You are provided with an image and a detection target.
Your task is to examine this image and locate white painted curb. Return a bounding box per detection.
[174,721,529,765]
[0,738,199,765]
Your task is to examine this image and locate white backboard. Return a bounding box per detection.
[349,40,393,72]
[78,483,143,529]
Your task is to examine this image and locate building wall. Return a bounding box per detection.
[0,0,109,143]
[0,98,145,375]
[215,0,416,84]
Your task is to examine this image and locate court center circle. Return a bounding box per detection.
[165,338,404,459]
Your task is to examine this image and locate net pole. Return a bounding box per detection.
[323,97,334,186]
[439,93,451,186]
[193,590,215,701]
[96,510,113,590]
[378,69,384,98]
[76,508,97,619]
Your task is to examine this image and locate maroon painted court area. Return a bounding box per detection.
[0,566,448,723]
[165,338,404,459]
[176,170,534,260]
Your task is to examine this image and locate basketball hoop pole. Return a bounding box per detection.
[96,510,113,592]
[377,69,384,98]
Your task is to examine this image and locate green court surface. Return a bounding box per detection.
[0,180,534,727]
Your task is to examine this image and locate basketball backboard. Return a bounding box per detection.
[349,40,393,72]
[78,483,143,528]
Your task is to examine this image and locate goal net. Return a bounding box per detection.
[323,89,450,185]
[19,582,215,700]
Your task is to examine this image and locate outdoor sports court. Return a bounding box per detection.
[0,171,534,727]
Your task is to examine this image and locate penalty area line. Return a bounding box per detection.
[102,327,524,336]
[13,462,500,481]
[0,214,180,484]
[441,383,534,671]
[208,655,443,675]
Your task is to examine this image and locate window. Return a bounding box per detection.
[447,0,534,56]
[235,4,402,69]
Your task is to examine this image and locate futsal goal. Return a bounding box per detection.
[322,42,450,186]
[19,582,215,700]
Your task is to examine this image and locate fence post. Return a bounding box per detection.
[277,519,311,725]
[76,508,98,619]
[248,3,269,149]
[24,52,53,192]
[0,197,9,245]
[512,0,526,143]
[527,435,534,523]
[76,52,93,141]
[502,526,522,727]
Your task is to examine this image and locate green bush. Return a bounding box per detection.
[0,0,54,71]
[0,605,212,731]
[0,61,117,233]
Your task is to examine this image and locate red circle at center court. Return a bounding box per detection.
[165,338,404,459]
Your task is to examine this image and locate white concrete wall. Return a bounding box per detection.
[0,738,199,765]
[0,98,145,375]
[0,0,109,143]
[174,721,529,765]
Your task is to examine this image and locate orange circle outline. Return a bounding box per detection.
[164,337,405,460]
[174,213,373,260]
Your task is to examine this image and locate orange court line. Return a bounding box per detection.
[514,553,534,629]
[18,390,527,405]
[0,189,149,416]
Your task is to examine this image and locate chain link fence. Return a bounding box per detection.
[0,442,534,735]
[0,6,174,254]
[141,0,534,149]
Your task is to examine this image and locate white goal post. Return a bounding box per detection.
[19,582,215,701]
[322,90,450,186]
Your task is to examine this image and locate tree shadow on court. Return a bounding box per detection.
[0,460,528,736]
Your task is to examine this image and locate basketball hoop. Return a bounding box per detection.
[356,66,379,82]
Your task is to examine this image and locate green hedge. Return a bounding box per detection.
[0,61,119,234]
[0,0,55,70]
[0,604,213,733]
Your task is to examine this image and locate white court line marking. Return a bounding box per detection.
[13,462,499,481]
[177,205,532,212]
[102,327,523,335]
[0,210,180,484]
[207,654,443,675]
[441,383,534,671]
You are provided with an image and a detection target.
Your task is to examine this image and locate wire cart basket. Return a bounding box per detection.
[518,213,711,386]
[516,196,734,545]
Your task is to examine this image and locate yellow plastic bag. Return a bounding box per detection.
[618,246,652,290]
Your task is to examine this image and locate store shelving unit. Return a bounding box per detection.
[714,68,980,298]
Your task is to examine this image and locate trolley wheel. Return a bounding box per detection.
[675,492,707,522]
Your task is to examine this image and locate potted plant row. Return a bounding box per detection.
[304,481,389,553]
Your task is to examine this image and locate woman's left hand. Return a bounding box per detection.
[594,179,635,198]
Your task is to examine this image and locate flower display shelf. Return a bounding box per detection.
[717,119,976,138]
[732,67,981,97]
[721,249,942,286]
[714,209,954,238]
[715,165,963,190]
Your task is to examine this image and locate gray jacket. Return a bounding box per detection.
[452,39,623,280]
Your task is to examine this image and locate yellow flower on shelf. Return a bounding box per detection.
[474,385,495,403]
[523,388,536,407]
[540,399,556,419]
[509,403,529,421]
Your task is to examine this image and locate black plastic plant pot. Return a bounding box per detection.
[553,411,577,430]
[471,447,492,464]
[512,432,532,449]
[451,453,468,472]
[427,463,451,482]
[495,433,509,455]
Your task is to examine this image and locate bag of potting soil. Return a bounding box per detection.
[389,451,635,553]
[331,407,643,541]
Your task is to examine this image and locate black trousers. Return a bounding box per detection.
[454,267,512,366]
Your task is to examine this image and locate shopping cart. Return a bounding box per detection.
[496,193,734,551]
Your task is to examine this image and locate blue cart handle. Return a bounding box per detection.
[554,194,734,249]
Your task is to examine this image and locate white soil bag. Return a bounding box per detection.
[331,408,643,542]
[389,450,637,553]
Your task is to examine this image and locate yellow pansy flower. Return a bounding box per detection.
┄┄┄┄┄┄┄┄┄┄
REQUIREMENT: Copy out all of the lines above without changing anything.

FINISHED TASK:
You are provided with an image and a detection target.
Your task is to examine this image and locate white painted curb. Return a bounding box per detection.
[174,721,529,765]
[0,738,199,765]
Your task is to examine this image and locate white backboard. Return a bounding box per detection.
[349,40,393,72]
[78,483,143,529]
Your task is to examine this image and locate building wall. Return a bounding box per detection.
[0,0,109,143]
[0,98,145,375]
[215,0,416,84]
Your task is to examine this image and locate court center circle. Return a bounding box per detection.
[165,338,404,459]
Your task is to examine this image and locate net pole. Return a bounding box per detection.
[323,97,334,186]
[439,93,451,186]
[193,590,215,701]
[96,510,113,590]
[378,69,384,98]
[76,508,97,619]
Your task is to examine this image and locate maroon painted court area. Return a bounding box per detection.
[0,566,448,723]
[165,338,404,459]
[176,170,534,260]
Your task is to examine this image and locate basketball hoop pole. Return a bounding box per detection.
[96,510,113,592]
[377,69,384,98]
Your task is to examine this image and locate green court surface. Return a bounding box per detection.
[0,180,534,727]
Your task is to examine this image and locate basketball backboard. Return a bounding box per detection.
[349,40,393,72]
[78,483,143,528]
Your task is to examine this image and locate goal net. Return a bounding box per detection.
[323,89,450,185]
[19,582,215,700]
Your task is to examine this image and locate outdoor sports court. Return a bounding box per detection.
[0,171,534,727]
Your task is to examine this image and locate penalty area line. Return a bounding box per detection.
[102,327,524,336]
[13,462,500,481]
[0,214,180,484]
[441,383,534,671]
[208,655,443,675]
Your task is to examine this image and locate window. Return a bounding box per detection.
[447,0,534,56]
[235,4,402,69]
Your task is to examine this image and locate futsal goal. Return a bounding box per detection.
[322,42,450,186]
[19,582,215,700]
Your task is to examine this image and locate fence post. Return a bounding box per detection.
[277,519,311,725]
[76,508,98,619]
[248,3,269,149]
[24,52,53,192]
[0,197,9,245]
[512,0,526,143]
[527,435,534,523]
[76,52,93,141]
[502,526,522,727]
Your task is to examine this image and locate green bush. Return a bounding box per detection.
[0,0,54,71]
[0,605,212,731]
[0,61,117,233]
Your task is to examine this image and locate red circle at center court. Return a bounding box per detection.
[165,338,404,459]
Your task is to examine this image and locate white concrete wall. Return a bounding box per detection.
[0,738,199,765]
[0,98,145,375]
[0,0,109,143]
[174,721,529,765]
Your task is to examine this image and locate orange circle outline. Return a bounding box per detection.
[164,337,405,460]
[174,213,373,260]
Your task is to examine this image and locate orange court line. Return a bounding box per detection.
[514,553,534,629]
[18,390,527,405]
[0,189,149,416]
Your task is to examine this image and locate chain link fence. Return a bounding box per detection.
[0,442,534,735]
[0,6,174,254]
[141,0,534,149]
Your task is to examine this image and locate white goal post. Return a bounding box per detection.
[19,582,215,701]
[322,90,450,186]
Your task is to examine this image and locate tree shadow on court. Return a bounding box per detection.
[0,460,528,736]
Your task is to examine this image and locate basketball hoop. Return a bounding box per detection.
[356,66,379,82]
Your task is to examine this image and locate green hedge. Return a bounding box per detection.
[0,61,119,234]
[0,0,55,70]
[0,604,213,733]
Your task is to examine this image and locate white court line marking. Return a bounding box per detection.
[13,462,499,481]
[177,205,532,212]
[102,327,523,335]
[0,210,180,484]
[207,654,443,675]
[441,383,534,671]
You are provided with an image and a detection target.
Your task is to examine this image and locate wire cart basket. Return a bounding box per detection.
[518,213,711,386]
[516,196,734,545]
Your task is to examine this image and locate yellow plastic bag. Return a bounding box per detection.
[618,246,652,290]
Your task is to examine this image and locate store shelving unit. Return a bounding box per detection.
[714,68,980,298]
Your task is to examine this image and locate trolley wheel. Return a bounding box per detection.
[675,492,707,522]
Your task is to examine this image and locate potted plant row. Return a bounding box per detection.
[304,481,389,553]
Your task is to examine this image and locate woman's left hand. Return a bounding box per detection.
[594,179,635,198]
Your task is to examine this image and locate flower display shelf. Return a bounding box per detection.
[717,119,976,138]
[732,67,981,97]
[721,249,942,286]
[714,209,954,238]
[715,165,963,190]
Your task is to examine this image and locate gray jacket. Return a bounding box per detection.
[452,39,623,280]
Your task is to examine this image and locate yellow flower on shelf. Return a bounding box per detection.
[474,385,495,403]
[523,388,536,407]
[540,399,556,419]
[509,403,529,421]
Your task is to examine this image and locate black plastic plant pot. Return a bounding box per detection.
[553,411,577,430]
[471,447,492,464]
[512,432,532,449]
[451,453,468,472]
[427,463,451,482]
[495,433,509,455]
Your task is to examine this image and locate bag of potting soil. Return a bounding box per detection.
[389,451,635,553]
[331,407,643,541]
Your task is to examine this image and locate black trousers. Return a bounding box per detection.
[454,267,512,366]
Your task is to examine this image and locate shopping cart. Return a bounding box per detection.
[496,193,734,551]
Your task is to examine this image and locate blue cart handle. Return a bounding box per detection.
[554,194,734,249]
Your task is to examine this image and locate white soil bag. Return a bounding box per detection.
[331,408,643,542]
[389,450,637,553]
Your task is to examine this image and locate yellow pansy flower. Return a bounding box per detection.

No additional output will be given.